▶ **Challenge**
Copy all of the entries below word for word, leaving out the pictures.

▶ **Data**
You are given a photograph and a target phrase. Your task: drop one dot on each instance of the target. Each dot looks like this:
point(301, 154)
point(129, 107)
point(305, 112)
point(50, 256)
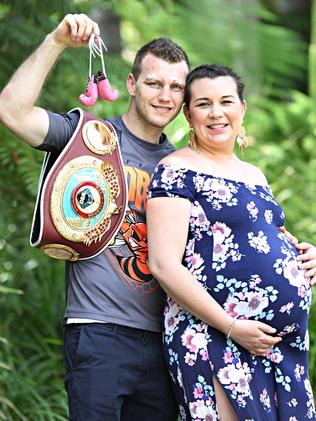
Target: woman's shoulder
point(255, 174)
point(177, 158)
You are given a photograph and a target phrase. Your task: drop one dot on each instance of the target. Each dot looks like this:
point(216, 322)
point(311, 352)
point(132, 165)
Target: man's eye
point(177, 88)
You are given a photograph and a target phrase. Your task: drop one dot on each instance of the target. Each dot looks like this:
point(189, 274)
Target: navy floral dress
point(236, 251)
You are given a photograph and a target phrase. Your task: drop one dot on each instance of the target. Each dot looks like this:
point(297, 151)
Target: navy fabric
point(116, 373)
point(236, 251)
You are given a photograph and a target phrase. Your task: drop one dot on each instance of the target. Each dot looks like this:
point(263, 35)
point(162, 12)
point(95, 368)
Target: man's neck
point(139, 128)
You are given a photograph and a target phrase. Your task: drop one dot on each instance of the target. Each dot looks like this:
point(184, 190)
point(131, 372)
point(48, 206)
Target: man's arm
point(17, 100)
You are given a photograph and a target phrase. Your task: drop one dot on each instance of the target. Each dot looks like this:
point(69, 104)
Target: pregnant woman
point(236, 319)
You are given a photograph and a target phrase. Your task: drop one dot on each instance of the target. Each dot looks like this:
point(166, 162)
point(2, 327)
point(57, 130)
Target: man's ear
point(131, 84)
point(186, 113)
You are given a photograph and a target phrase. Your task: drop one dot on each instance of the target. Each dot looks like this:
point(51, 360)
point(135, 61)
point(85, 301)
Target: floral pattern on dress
point(237, 253)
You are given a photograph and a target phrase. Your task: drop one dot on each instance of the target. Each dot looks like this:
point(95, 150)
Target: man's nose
point(216, 110)
point(164, 93)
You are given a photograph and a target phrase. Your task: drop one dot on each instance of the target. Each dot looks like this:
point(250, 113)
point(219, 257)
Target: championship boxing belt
point(82, 194)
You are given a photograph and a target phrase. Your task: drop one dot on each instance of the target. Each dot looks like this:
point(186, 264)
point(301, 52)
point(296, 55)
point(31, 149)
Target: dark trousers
point(116, 373)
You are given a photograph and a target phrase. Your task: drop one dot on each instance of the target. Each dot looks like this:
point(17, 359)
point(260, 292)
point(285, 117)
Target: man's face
point(158, 91)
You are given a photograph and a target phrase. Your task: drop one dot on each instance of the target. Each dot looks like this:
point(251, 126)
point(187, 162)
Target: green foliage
point(272, 60)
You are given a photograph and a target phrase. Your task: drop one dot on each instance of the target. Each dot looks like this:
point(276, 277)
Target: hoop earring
point(192, 140)
point(242, 140)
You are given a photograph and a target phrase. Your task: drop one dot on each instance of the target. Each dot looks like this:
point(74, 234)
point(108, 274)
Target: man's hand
point(307, 255)
point(308, 258)
point(75, 31)
point(256, 337)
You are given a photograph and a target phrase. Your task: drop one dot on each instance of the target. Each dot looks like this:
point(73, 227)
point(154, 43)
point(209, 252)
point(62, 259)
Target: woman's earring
point(242, 140)
point(192, 140)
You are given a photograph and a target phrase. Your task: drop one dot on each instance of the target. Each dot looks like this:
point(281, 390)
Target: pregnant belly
point(277, 294)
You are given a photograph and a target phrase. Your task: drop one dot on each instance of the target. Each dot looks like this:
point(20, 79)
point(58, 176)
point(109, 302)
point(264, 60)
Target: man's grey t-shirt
point(116, 286)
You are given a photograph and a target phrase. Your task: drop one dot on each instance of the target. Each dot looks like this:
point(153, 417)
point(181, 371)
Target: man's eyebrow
point(207, 99)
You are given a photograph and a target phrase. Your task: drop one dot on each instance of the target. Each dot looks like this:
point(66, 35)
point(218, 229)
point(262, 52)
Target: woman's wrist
point(230, 329)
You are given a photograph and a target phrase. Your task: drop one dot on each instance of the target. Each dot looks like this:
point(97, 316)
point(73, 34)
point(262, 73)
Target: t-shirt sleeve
point(61, 128)
point(168, 181)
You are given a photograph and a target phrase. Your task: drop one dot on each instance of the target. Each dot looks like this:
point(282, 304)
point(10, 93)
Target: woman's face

▶ **Final result**
You are given a photograph and a target phrase. Your task: drop one dot on each instance of the target. Each dot looks like this:
point(301, 154)
point(129, 107)
point(305, 112)
point(50, 256)
Target: woman's shoulder
point(255, 174)
point(177, 158)
You are given a photograph and a target phrase. Your task: drop one dot on each instance of the target. Each dot looks like this:
point(216, 322)
point(311, 352)
point(132, 165)
Target: man's eye
point(177, 88)
You are given a photograph and a target phrase. Your task: drop one dot on each instance of the target. Each dot looks like this:
point(189, 274)
Target: navy floral dress
point(236, 251)
You are given a photograph and a target phrase. Your task: drop one dot on each instance of the target. Each dot looks like this:
point(297, 151)
Target: navy fabric
point(116, 373)
point(236, 251)
You are given a photograph and a target phrase. Your task: drop one dot on each instance of the target. Each dot looks like this:
point(263, 35)
point(162, 12)
point(95, 368)
Target: man's neck
point(139, 128)
You are given a photograph and a target phrase. Your task: drop one dot on each instance of the target. Each dot looks like this:
point(184, 190)
point(131, 372)
point(48, 206)
Target: man's arm
point(17, 100)
You are given a photograph and a target phrase. Your task: drop one dot on each instance of the target. Each dot looks like this:
point(69, 104)
Target: pregnant woman
point(236, 319)
You are given a photograph and a target phrase. Your task: drop one dot on each instance of the target. Each dot looks like this:
point(166, 162)
point(2, 327)
point(57, 130)
Target: man's ear
point(131, 84)
point(186, 113)
You are given a photograph and a target phrase. Your task: drop one dot on each instance of the target. Each dot looks like this:
point(51, 360)
point(135, 61)
point(85, 301)
Target: floral pattern on dress
point(237, 253)
You are given a photograph and a target phrase. Your task: drop one dot on each instance of the target. Each dot looks like this:
point(95, 150)
Target: man's nose
point(216, 110)
point(164, 93)
You are given a photograph and a target phrase. Your task: drop one dot on each instance of the target. Each dot looks like this:
point(250, 113)
point(219, 257)
Target: championship boxing belt
point(82, 194)
You are given a photograph and a target phrase. Your task: drop one dot on each instance of the target. Each dot looks like this:
point(186, 264)
point(301, 52)
point(296, 55)
point(31, 149)
Target: dark trousers
point(116, 373)
You are given a photograph and a target phrase. Your task: drop one dot on each instance of the target. Each dot looks like this:
point(17, 359)
point(260, 292)
point(285, 117)
Target: man's face
point(158, 91)
You are given a photograph and a target phrase. Your task: drop one dot on each instance of the target. Each dot looks like this:
point(251, 126)
point(187, 162)
Target: green foliage
point(272, 60)
You are given a photograph and a target phrase. Your task: drop one dot on each instance of the target. Each dot looks like this:
point(276, 277)
Target: hoop earring
point(192, 140)
point(242, 140)
You are given a photograph and a target phrase. Your task: drop one dot on each instance of the target. Each dot looks like this:
point(74, 234)
point(108, 274)
Target: man's hand
point(307, 255)
point(308, 258)
point(75, 31)
point(256, 337)
You are given a photograph and a target phrase. Your task: drop one dot on each instance of the target. Each dot looks like this:
point(73, 227)
point(154, 43)
point(209, 252)
point(62, 259)
Target: woman's earring
point(242, 140)
point(192, 140)
You are given a photograph and a target phrase. Your task: drop one dot on each instance of the target. Each dot looks like this:
point(281, 390)
Target: pregnant belly
point(277, 294)
You are given a photograph and a target phrase. Your task: drop one dot on each instance of the target. Each dot looks like this:
point(20, 79)
point(58, 176)
point(109, 302)
point(264, 60)
Target: man's grey t-shirt
point(116, 286)
You are given a photograph and a target phrase. Your task: drop one dot on each instance of the target. Each dot looks like this:
point(153, 417)
point(181, 371)
Target: man's eyebrow
point(207, 99)
You are given a photograph and a target phrase. Your task: drop one dot on each instance of the target. Each dot looks like this:
point(66, 35)
point(218, 229)
point(262, 52)
Target: woman's wrist
point(230, 329)
You are given a photograph and a target phrase. Your task: drop one dot on each instance of the target. Each dot looks like this:
point(97, 316)
point(73, 34)
point(262, 73)
Target: t-shirt sleeve
point(61, 128)
point(168, 181)
You are given a photograph and a target phrase. Your task: drop one dot on each instance of the target. Each dot looks like this:
point(282, 304)
point(10, 93)
Target: woman's face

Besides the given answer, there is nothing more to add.